Sunday, July 01, 2012

What do you need?


What do you need? 070112
Margaret Scott
Psalm 130; Mark 5:24b-34

We turn our eyes and hearts to you God, with all our wants and needs, hopes and fears, worries and wishes.  Give us a word for our lives.  Amen.

So, what do you need?
In the psalm, the need is help out of some kind of despair (out of the depths I cry)—it’s a despair born of the need for forgiveness. We don’t know why.  But the psalmist knows God knows.  And the psalmist knows God’s love and redemption is available, which brings hope.
Turn your eyes upon God who is love, and you are brought out of the depths….you might have to wait, perhaps so you can more fully realize your need, or to understand that what you think you need may not be what your really need….but in God, your need is met. 

With God, the poem says, is great power to redeem…. redeem….it means to restore to right relationship (which may or may not be what I had in mind when I was in the depths!)
Turn your eyes upon God, and your need may be clarified.

In our gospel reading, I bet this woman knew this psalm.   She knew the depths of suffering, she knew despair, and she had waited, how she had waited!  And her waiting wasn’t passive; she had kept turning her eyes this way and that, for the healing and help she needed.   This waiting had made her alert to all the ways God might be working, even in the depths.  So when she heard about Jesus, she was ready to risk.  She’d heard about his power, his steadfast love like the divine love the psalm assured her about.

So she turned her eyes upon Jesus, and slinking quietly in between the jostling crowd, she reached out and touched his clothes.

In the jostling busyness of life, with all the pleas and prayers and needs Jesus must hear, Jesus feels that humble, touching, plea.  In the raging noise of life, Jesus hears the still small voice of hurt.

Every act of faith, every bleeding soul, every quiet desperate plea, gets noticed…..but we have to reach out, and not just assume that without our participation God is a mind-reader.



This woman interrupts the flow of the crowd; she shouldn’t have been out in public where her ‘uncleanness’ could infect someone else;  And she messes up Jesus’ agenda. And I bet Jairus, whose daughter Jesus was on the way to heal, was really ticked.
--------------------------------------------------
Can you copy the sermon word for word, starting with "In the jostling" and going on through "was really ticked."?
--------------------------------------------------
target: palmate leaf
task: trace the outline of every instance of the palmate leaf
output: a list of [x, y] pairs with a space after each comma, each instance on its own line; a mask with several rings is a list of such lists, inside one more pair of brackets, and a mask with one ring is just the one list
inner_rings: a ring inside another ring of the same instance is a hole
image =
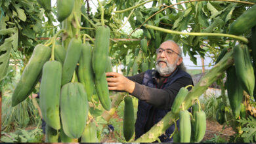
[[256, 119], [251, 116], [249, 116], [247, 119], [242, 118], [238, 120], [243, 125], [246, 125], [242, 128], [242, 130], [244, 133], [242, 137], [244, 137], [245, 142], [255, 142], [256, 141]]
[[10, 28], [0, 30], [0, 35], [12, 34], [12, 36], [5, 39], [0, 46], [0, 81], [7, 73], [10, 59], [10, 52], [12, 48], [18, 47], [18, 30], [16, 28]]
[[217, 16], [219, 14], [220, 14], [222, 11], [218, 11], [218, 10], [217, 10], [211, 4], [210, 2], [208, 2], [207, 3], [207, 9], [209, 9], [209, 10], [211, 11], [211, 18], [215, 18], [216, 16]]

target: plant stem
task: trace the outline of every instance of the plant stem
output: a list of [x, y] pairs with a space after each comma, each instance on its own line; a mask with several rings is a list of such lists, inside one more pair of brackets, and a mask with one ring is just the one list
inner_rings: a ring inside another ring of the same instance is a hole
[[156, 26], [153, 26], [150, 25], [146, 24], [145, 27], [150, 29], [153, 29], [157, 31], [163, 31], [165, 33], [169, 33], [175, 35], [196, 35], [196, 36], [215, 36], [215, 37], [231, 37], [241, 41], [243, 41], [245, 43], [248, 43], [248, 39], [244, 37], [236, 36], [234, 35], [225, 34], [225, 33], [184, 33], [177, 31], [173, 31], [167, 29], [161, 28]]
[[101, 3], [100, 3], [100, 0], [97, 0], [97, 1], [98, 1], [98, 5], [99, 5], [100, 7], [100, 12], [101, 12], [101, 24], [102, 24], [102, 26], [104, 26], [105, 25], [105, 24], [104, 23], [104, 9], [103, 9], [102, 5]]
[[74, 82], [75, 81], [75, 71], [73, 73], [73, 77], [72, 77], [72, 80], [71, 81], [71, 82]]
[[249, 3], [249, 2], [247, 2], [247, 1], [234, 1], [234, 0], [190, 0], [190, 1], [182, 1], [182, 2], [180, 2], [180, 3], [175, 3], [175, 4], [173, 4], [173, 5], [169, 5], [168, 7], [166, 7], [165, 8], [163, 8], [163, 9], [161, 9], [160, 10], [158, 10], [158, 12], [156, 12], [156, 13], [154, 13], [154, 14], [152, 14], [152, 16], [150, 16], [149, 18], [148, 18], [140, 26], [139, 26], [137, 28], [136, 28], [135, 29], [134, 29], [133, 31], [131, 31], [131, 33], [130, 33], [129, 37], [131, 37], [131, 34], [137, 31], [138, 29], [140, 28], [148, 20], [150, 20], [150, 18], [152, 18], [154, 16], [155, 16], [156, 14], [160, 13], [160, 12], [163, 11], [163, 10], [167, 9], [167, 8], [169, 8], [169, 7], [171, 7], [173, 6], [175, 6], [175, 5], [181, 5], [181, 4], [183, 4], [183, 3], [190, 3], [190, 2], [196, 2], [196, 1], [227, 1], [227, 2], [234, 2], [234, 3], [244, 3], [244, 4], [248, 4], [248, 5], [253, 5], [255, 3]]
[[85, 14], [83, 14], [83, 13], [81, 13], [81, 14], [82, 14], [82, 16], [83, 16], [83, 17], [85, 17], [85, 18], [89, 22], [89, 23], [90, 23], [90, 24], [91, 25], [91, 26], [93, 26], [94, 27], [96, 27], [96, 26], [92, 22], [91, 22], [91, 20], [87, 18], [87, 16], [86, 16]]
[[76, 12], [74, 12], [74, 16], [75, 18], [76, 27], [75, 27], [75, 36], [77, 37], [79, 33], [80, 24], [78, 21], [77, 16]]
[[86, 39], [86, 36], [85, 36], [85, 35], [83, 35], [83, 43], [85, 43], [85, 39]]
[[147, 1], [141, 3], [139, 4], [138, 5], [135, 5], [135, 6], [129, 7], [129, 8], [128, 8], [128, 9], [124, 9], [124, 10], [117, 10], [117, 11], [115, 11], [115, 12], [115, 12], [115, 13], [121, 13], [121, 12], [124, 12], [130, 10], [131, 10], [131, 9], [135, 9], [135, 8], [137, 8], [137, 7], [140, 7], [140, 5], [143, 5], [144, 4], [148, 3], [150, 3], [151, 1], [156, 1], [156, 0], [148, 0], [148, 1]]
[[87, 35], [87, 34], [84, 34], [84, 35], [85, 35], [87, 37], [88, 37], [91, 42], [93, 42], [93, 43], [94, 44], [95, 43], [95, 41], [93, 41], [93, 38], [91, 37], [90, 37], [90, 35]]
[[[215, 65], [207, 74], [205, 74], [195, 86], [188, 92], [184, 100], [184, 109], [191, 107], [192, 101], [196, 98], [199, 98], [208, 88], [212, 83], [216, 81], [223, 73], [234, 63], [233, 50], [228, 52], [221, 60]], [[164, 134], [165, 131], [173, 124], [179, 117], [179, 113], [173, 113], [169, 111], [166, 115], [151, 129], [135, 142], [153, 142]]]
[[96, 28], [85, 27], [80, 27], [80, 29], [93, 29], [93, 30], [95, 30], [95, 29], [96, 29]]
[[56, 43], [55, 41], [56, 41], [56, 39], [53, 39], [51, 60], [54, 60], [54, 48], [55, 48], [55, 43]]
[[199, 112], [201, 111], [201, 105], [200, 105], [200, 101], [199, 101], [199, 99], [196, 98], [196, 101], [198, 101], [198, 109], [199, 109]]

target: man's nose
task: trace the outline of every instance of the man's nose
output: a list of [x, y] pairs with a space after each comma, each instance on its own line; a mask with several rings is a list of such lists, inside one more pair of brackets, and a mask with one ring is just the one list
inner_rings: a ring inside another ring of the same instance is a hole
[[165, 54], [165, 50], [163, 50], [163, 51], [161, 53], [160, 57], [161, 57], [161, 58], [165, 58], [165, 57], [166, 57], [166, 54]]

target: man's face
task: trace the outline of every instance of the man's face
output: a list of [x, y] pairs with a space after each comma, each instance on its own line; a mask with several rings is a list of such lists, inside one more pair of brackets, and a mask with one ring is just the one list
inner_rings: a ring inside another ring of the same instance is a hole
--------------------------------------------------
*Result for this exercise*
In the jostling busyness of life, with all the pleas and prayers and needs Jesus must hear, Jesus feels that humble, touching, plea.  In the raging noise of life, Jesus hears the still small voice of hurt.

Every act of faith, every bleeding soul, every quiet desperate plea, gets noticed…..but we have to reach out, and not just assume that without our participation God is a mind-reader.



This woman interrupts the flow of the crowd; she shouldn’t have been out in public where her ‘uncleanness’ could infect someone else;  And she messes up Jesus’ agenda. And I bet Jairus, whose daughter Jesus was on the way to heal, was really ticked.